Material for the task:
━━━━
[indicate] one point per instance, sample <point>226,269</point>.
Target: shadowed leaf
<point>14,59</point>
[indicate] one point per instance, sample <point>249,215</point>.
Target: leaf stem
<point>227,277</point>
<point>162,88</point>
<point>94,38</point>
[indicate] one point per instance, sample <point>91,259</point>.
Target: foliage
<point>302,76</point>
━━━━
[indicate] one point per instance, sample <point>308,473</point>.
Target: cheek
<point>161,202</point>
━━━━
Work request: Note each line of the entries that has "instance" in it, and copy those lines.

Exercise solution:
[indicate] one point per instance, sample <point>226,269</point>.
[indicate] one point per instance, sample <point>249,215</point>.
[indicate] one point per instance, sample <point>91,259</point>.
[indicate] one point per instance, sample <point>308,473</point>.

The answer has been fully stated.